#### [TEXT SECTION]
........

Tuesday, March 25, 2025
SINCE WE FELL by Dennis Lehane
Rachel is a TV journalist who wants to find out who her father is. Her mother has died and has always refused to divulge his identity. Then Rachel’s career and her marriage take a nosedive after she has an on-air panic attack in Haiti. We know from the prologue that Rachel will shoot her husband but apparently not her first husband. Her second husband is Brian, a former private detective whom Rachel had tried to hire to find her father. After the Haiti fiasco, Rachel becomes increasingly reclusive and rarely ventures outside her home, but Brian encourages her to face her fears. Except for the violent prologue, we would wonder if Lehane has moved from thrillers to character studies, and with a rare female protagonist to boot. Then Rachel discovers that Brian may be leading a double life, and the real action begins, in more or less typical Lehane fashion, with lots of twists and turns. One reviewer suggested that the author wrote this book with a movie deal in mind, but I can’t complain. I will want to see the movie, too.
Monday, March 24, 2025
MOONLIGHT MILE by Dennis Lehane
This novel may lack some of Lehane’s usual bite, but, hey,
it’s the last of the Angela Gennaro/Patrick Kenzie novels, and I’m willing to
cut the author some slack. Angie and
Patrick are now married with a four-year-old daughter, when the girl from Gone,
Baby, Gone reenters the picture, or not, as she has actually
gone missing again more than a decade later.
Amanda McCready is now sixteen, sharp as a tack, and apparently does not
suffer fools gladly, including her incompetent mother. Patrick wants to make amends for having
returned her to said mother in the first place and now must determine whether
she has been kidnapped again or has simply taken off of her own accord. The latter seems unlikely, since she needs to
finish school in order to qualify for admission to an Ivy League university. The real start of this novel is Amanda
herself, absent or present, who overshadows Patrick and Angie with her guile
and ability to bend others to her will.
Patrick and Angie are no slouches, but Patrick unwittingly challenges
Russian Mafiosi, who, of course, threaten harm to his daughter. Where is my favorite Lehane
character—Patrick’s very capable sidekick, Bubba--in all this? He takes a backseat as babysitter, and I did
not like him in that role at all, even if he is the one person who can do the
job effectively. Anyway, I will miss our
two intrepid investigators.

........

#### [TASKS TO COMPLETE]
**1.** Decide whether each statement, (a) through (c), agrees with the book reviews. Answer yes or no, and quote the words of the reviews that decide it. (a) In Since We Fell, Brian used to be a private detective. (b) In Moonlight Mile, Amanda McCready is fourteen. (c) Rachel's on-air panic attack happens in Haiti.
**2.** Reproduce the stretch of the book reviews that begins at the words "Monday, March 24, 2025" and stops after "a decade later.".
**3.** According to the book reviews, how old is Angie and Patrick's daughter in Moonlight Mile?

........

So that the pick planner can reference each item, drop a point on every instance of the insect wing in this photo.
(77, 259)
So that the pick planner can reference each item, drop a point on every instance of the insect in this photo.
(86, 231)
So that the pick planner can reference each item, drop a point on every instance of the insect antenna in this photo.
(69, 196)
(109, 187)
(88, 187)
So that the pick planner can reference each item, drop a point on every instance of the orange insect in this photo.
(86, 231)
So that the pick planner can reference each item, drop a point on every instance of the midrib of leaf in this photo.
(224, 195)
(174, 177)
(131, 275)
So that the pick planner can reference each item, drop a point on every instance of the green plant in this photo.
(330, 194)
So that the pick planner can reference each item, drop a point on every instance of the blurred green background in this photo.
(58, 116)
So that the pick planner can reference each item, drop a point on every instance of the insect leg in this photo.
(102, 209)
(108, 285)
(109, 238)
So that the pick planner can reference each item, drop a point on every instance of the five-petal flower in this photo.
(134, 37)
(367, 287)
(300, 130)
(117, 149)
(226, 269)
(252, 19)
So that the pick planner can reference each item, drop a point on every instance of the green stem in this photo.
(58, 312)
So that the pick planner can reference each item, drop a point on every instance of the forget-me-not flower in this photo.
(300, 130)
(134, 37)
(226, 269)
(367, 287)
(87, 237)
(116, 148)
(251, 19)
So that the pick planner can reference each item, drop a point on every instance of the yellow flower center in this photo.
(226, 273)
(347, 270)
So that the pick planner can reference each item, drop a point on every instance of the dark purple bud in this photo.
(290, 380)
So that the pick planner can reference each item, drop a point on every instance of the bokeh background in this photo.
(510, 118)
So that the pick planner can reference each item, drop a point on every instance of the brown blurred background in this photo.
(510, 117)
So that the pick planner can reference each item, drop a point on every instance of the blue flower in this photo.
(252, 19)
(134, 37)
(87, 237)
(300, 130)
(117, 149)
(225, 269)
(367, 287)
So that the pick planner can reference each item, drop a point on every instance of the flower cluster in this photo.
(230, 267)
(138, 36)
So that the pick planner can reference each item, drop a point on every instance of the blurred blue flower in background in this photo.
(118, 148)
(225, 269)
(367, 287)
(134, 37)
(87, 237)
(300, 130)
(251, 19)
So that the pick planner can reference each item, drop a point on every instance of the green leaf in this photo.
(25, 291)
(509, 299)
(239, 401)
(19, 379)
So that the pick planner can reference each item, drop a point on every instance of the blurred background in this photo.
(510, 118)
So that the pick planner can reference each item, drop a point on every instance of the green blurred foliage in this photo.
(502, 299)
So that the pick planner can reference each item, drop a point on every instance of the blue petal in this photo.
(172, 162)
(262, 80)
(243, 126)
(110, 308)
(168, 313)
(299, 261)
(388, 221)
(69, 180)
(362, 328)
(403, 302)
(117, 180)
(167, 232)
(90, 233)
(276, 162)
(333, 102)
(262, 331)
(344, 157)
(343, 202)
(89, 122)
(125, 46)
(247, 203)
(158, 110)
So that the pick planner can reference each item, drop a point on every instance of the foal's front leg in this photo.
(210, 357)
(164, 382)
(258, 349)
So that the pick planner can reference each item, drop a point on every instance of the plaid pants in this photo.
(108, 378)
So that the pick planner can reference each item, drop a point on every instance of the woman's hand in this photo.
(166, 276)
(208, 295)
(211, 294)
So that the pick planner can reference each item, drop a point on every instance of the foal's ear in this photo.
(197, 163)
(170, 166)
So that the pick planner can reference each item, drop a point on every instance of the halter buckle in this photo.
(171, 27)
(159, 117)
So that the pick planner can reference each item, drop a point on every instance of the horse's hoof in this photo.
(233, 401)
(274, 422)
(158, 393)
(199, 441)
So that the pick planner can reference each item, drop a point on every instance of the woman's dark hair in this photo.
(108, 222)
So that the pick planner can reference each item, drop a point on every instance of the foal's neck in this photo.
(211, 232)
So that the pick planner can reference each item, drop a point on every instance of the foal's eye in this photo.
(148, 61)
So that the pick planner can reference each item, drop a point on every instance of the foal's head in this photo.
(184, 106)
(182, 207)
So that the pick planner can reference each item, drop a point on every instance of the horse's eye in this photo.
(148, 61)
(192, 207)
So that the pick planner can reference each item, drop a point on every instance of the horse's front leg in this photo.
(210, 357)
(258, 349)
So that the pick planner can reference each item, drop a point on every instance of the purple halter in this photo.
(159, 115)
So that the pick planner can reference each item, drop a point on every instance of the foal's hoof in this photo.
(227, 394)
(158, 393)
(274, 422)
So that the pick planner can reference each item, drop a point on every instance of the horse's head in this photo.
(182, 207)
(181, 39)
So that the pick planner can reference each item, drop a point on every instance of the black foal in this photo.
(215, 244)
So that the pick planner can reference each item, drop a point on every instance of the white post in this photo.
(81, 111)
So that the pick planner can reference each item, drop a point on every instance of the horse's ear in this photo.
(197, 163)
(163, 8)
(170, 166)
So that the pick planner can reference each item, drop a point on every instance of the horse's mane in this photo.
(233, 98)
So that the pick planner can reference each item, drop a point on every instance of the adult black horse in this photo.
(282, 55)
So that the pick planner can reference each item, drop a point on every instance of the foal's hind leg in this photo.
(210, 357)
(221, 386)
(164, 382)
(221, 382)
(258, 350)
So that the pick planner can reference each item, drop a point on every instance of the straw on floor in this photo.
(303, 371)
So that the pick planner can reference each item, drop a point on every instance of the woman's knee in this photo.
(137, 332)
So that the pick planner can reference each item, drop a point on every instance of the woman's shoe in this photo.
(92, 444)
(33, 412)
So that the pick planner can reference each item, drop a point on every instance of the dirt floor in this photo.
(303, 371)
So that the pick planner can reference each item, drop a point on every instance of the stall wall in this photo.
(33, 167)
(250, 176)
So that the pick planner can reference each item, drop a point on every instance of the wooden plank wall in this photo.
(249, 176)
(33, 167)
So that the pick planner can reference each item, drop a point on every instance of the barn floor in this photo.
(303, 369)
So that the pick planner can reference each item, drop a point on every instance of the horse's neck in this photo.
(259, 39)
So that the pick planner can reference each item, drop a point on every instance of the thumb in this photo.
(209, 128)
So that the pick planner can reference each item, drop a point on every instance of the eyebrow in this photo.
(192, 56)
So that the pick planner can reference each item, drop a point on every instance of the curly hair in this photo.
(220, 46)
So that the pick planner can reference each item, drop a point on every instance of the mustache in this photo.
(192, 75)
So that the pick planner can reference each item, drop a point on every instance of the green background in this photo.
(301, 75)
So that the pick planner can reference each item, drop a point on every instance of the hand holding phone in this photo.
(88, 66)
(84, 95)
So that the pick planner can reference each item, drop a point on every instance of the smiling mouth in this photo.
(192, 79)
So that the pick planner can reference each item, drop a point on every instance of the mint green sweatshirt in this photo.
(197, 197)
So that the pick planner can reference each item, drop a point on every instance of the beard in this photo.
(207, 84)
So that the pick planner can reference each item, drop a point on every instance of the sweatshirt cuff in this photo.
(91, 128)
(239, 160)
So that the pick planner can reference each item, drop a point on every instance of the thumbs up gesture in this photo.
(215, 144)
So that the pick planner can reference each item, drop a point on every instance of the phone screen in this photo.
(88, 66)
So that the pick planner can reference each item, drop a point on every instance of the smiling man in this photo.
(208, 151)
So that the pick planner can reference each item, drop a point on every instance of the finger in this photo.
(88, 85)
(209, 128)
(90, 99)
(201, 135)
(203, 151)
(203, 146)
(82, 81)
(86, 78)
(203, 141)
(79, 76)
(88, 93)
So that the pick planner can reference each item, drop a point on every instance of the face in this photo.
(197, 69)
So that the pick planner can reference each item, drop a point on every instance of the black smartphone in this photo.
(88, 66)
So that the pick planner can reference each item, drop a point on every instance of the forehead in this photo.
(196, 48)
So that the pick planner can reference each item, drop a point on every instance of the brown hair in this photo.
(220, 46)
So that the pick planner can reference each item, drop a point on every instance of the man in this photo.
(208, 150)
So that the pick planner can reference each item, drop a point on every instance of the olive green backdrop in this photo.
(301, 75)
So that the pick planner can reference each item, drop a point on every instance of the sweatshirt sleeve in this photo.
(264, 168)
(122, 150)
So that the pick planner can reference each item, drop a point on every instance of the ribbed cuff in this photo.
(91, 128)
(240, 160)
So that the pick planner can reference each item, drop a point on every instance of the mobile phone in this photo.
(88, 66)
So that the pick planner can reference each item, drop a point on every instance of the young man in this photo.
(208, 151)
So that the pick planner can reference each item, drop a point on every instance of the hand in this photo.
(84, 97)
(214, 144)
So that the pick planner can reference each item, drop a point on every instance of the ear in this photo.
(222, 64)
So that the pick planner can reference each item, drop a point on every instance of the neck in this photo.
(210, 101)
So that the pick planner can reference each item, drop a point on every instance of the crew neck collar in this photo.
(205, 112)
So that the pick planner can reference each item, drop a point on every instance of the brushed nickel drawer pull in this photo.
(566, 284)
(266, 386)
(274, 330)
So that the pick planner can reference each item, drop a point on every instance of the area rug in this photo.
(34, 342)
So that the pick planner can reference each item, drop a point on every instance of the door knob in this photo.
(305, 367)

........

#### [SOLUTIONS BY TASK]
**1.**
(a) Yes: "Brian, a former private detective"
(b) No: "Amanda McCready is now sixteen"
(c) Yes: "after she has an on-air panic attack in Haiti"

**2.**
Monday, March 24, 2025
MOONLIGHT MILE by Dennis Lehane
This novel may lack some of Lehane’s usual bite, but, hey,
it’s the last of the Angela Gennaro/Patrick Kenzie novels, and I’m willing to
cut the author some slack. Angie and
Patrick are now married with a four-year-old daughter, when the girl from Gone,
Baby, Gone reenters the picture, or not, as she has actually
gone missing again more than a decade later.

**3.** She is four years old.